Set task A: In the board game article, which game is named as perhaps the most famous example of a board built as the players move through it?
Set task B: Write out word for word the part of the board game article between "There’s a whole" and "about mechanical structures.", inclusive.
Set task C: Sum up the board game article in two sentences.

+++ Passage given

So, we talked a little about roleplaying games as games last time and looked in detail one specific game we could steal ideas from. Today, we are going to expand our horizons by dusting off the game shelf.
There’s a whole host of ideas buried in the structure of various games that can be adapted. I’m not talking thematic adaptations here – as much as I’d like to talk about how to make a Scythe or Frostgrave RPG, this about mechanical structures.
My aim is to give you specific tools to use in play harvested from modes of play within the games, although I will briefly mention some games and give you a recommendation for the use of Monopoly near the end. Let’s roll the dice and see what we come up with!
Procedurally Generate Mazes: In several games, perhaps most famously in Betrayal At House On The Hill and many other games, the board is generated as the players move through it rather than by any kind of plan. No one has any idea which order the tiles are placed.
For a change in a roleplaying game that uses minis, maybe when the players are entering a labyrinth or maze, instead of laying it out, take a deck of playing cards and create a quick table where each card equates to a part of the maze – like the 4 of spades is a corridor, the 6 of hearts is the troll room – with the aces and jokers being the six most important rooms in the maze (Big Bad, Reward Room, Important NPC, Clue the larger Plot).
Then separate the aces and jokers, shuffle the deck, then shuffle the aces and jokers into the bottom half of the cards. Lay out the rooms and corridors as the players advance through the maze. The players knowing you have little control over the environment will add a sense of unknown to the proceedings and make it feel less like exploring something you already laid out and more like venturing into unknown territory. You can also cut the amount of cards – don’t feel like every dungeon has to have 54 locations!

++++++
+++ Information given

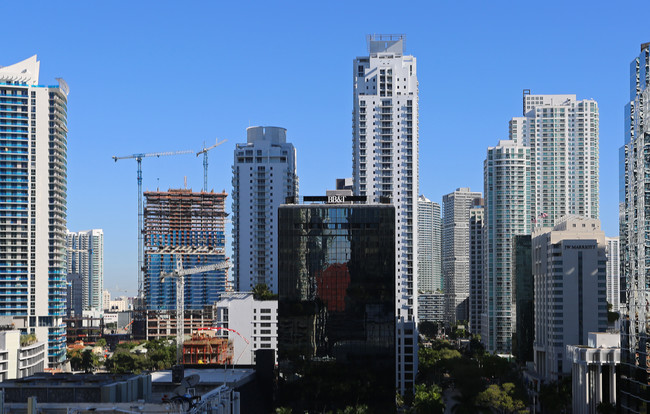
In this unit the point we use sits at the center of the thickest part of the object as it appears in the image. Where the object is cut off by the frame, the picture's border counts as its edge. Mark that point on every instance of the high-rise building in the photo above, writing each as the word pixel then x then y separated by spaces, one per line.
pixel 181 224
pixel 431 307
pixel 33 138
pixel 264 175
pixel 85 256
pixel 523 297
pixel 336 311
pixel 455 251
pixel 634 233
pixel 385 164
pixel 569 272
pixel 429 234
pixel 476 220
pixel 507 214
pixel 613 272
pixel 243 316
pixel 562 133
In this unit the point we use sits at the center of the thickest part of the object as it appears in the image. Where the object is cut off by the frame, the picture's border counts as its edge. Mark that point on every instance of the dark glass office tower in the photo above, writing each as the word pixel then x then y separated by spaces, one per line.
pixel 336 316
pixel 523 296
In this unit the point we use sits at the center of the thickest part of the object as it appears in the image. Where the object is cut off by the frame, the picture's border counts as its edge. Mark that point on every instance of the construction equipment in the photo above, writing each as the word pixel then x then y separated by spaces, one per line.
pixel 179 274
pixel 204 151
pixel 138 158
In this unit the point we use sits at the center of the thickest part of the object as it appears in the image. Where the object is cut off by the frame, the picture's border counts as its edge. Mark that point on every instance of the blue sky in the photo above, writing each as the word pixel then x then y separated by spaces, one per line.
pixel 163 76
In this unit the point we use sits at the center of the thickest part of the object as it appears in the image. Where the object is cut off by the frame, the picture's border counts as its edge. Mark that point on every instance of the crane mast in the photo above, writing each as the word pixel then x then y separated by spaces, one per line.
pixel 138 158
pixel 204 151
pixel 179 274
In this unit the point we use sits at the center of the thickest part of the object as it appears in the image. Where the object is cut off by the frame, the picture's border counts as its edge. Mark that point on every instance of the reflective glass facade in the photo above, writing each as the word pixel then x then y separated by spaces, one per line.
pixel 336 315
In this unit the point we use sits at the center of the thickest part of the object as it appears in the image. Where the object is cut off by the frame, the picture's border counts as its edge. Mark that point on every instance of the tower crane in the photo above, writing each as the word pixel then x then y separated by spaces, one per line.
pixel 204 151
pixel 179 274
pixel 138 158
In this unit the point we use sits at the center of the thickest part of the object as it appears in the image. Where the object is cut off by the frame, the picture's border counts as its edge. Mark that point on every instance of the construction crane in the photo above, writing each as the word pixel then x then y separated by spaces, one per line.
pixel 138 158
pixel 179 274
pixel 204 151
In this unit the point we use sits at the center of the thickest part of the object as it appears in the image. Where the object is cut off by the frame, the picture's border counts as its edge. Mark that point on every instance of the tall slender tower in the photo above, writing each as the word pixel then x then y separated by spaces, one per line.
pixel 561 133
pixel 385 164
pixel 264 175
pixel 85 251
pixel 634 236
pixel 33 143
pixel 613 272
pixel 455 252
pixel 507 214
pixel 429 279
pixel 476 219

++++++
+++ Information given

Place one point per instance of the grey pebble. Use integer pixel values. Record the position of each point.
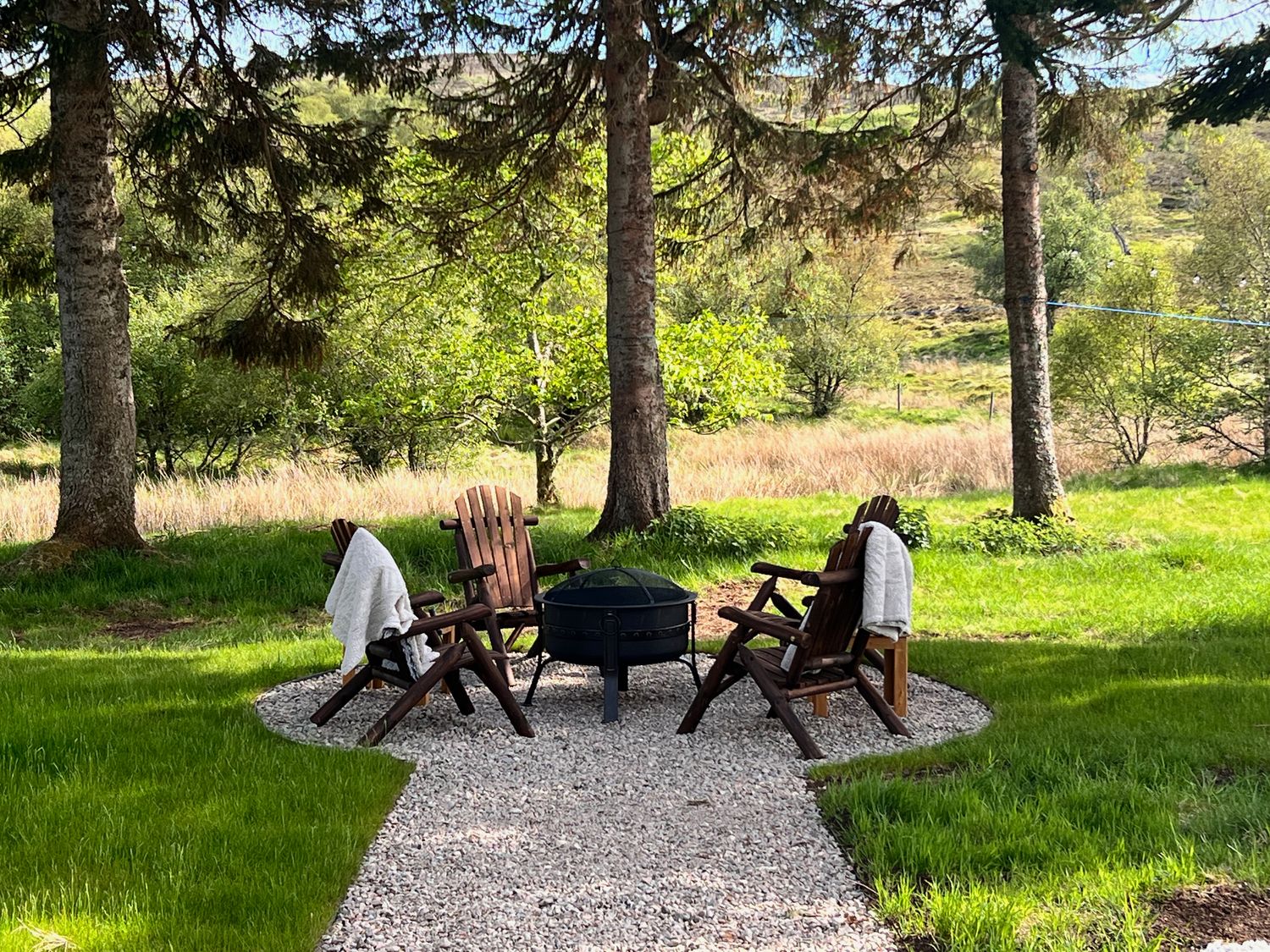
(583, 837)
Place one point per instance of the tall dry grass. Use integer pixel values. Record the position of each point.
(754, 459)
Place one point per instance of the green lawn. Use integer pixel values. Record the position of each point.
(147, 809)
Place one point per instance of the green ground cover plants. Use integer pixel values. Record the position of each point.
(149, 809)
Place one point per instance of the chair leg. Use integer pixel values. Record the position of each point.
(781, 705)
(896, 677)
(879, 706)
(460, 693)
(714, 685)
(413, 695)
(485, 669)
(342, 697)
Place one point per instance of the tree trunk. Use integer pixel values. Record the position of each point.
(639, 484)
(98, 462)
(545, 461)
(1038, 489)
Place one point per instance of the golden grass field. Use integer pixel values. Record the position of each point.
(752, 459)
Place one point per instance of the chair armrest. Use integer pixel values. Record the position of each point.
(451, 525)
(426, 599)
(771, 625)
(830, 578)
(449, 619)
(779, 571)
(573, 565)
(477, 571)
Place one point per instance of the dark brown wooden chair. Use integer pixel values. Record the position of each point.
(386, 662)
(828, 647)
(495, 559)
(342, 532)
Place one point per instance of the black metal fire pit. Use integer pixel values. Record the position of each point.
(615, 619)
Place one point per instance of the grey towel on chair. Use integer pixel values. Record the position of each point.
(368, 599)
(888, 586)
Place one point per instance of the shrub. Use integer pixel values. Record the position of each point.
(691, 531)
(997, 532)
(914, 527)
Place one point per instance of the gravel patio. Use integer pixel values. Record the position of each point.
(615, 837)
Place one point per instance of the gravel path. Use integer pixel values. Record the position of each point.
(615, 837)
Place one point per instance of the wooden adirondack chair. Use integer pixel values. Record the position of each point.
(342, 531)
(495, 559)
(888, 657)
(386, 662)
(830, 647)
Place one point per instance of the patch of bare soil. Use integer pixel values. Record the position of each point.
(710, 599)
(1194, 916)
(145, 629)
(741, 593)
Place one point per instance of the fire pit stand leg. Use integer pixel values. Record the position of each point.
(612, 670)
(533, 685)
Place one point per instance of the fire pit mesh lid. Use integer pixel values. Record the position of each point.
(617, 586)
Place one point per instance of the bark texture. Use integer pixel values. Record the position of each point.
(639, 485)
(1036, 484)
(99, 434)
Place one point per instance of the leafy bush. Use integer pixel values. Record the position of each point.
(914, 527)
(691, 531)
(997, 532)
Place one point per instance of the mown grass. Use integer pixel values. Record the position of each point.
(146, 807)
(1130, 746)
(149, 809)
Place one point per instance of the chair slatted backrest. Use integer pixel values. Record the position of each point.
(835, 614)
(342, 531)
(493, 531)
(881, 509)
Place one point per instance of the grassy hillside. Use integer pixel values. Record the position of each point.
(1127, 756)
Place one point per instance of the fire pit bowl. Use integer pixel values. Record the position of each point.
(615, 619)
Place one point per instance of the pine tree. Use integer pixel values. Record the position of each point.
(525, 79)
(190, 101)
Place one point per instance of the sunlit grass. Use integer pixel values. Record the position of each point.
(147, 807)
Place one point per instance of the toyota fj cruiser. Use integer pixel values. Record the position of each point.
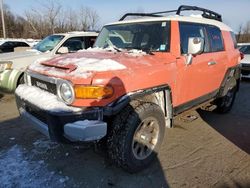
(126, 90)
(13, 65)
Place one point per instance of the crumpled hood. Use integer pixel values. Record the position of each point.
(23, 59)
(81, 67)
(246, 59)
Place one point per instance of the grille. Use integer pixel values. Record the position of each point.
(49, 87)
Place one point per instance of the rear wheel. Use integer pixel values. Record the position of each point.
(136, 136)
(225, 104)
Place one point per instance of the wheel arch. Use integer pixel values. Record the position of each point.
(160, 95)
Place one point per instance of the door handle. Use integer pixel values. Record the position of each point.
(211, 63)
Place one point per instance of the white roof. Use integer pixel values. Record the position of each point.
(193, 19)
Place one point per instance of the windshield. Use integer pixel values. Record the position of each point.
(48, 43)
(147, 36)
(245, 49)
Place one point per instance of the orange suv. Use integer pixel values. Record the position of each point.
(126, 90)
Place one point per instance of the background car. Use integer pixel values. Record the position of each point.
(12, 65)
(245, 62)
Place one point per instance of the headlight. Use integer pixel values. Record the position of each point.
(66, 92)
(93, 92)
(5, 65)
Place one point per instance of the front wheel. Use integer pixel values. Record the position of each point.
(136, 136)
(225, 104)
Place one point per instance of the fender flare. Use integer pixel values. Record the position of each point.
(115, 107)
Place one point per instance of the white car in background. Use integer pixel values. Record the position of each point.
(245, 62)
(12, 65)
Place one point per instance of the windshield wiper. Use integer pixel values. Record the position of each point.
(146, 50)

++++++

Task response A: Betrayal At House On The Hill.

Task response B:
There’s a whole host of ideas buried in the structure of various games that can be adapted. I’m not talking thematic adaptations here – as much as I’d like to talk about how to make a Scythe or Frostgrave RPG, this about mechanical structures.

Task response C: The article offers tools for roleplaying games taken from the mechanical structures of board games rather than from their themes. Its first idea borrows boards that are generated as players move through them: each card in a deck of playing cards stands for a part of a maze, the aces and jokers are shuffled into the bottom half as the most important rooms, and the maze is laid out as the players advance so it feels like unknown territory.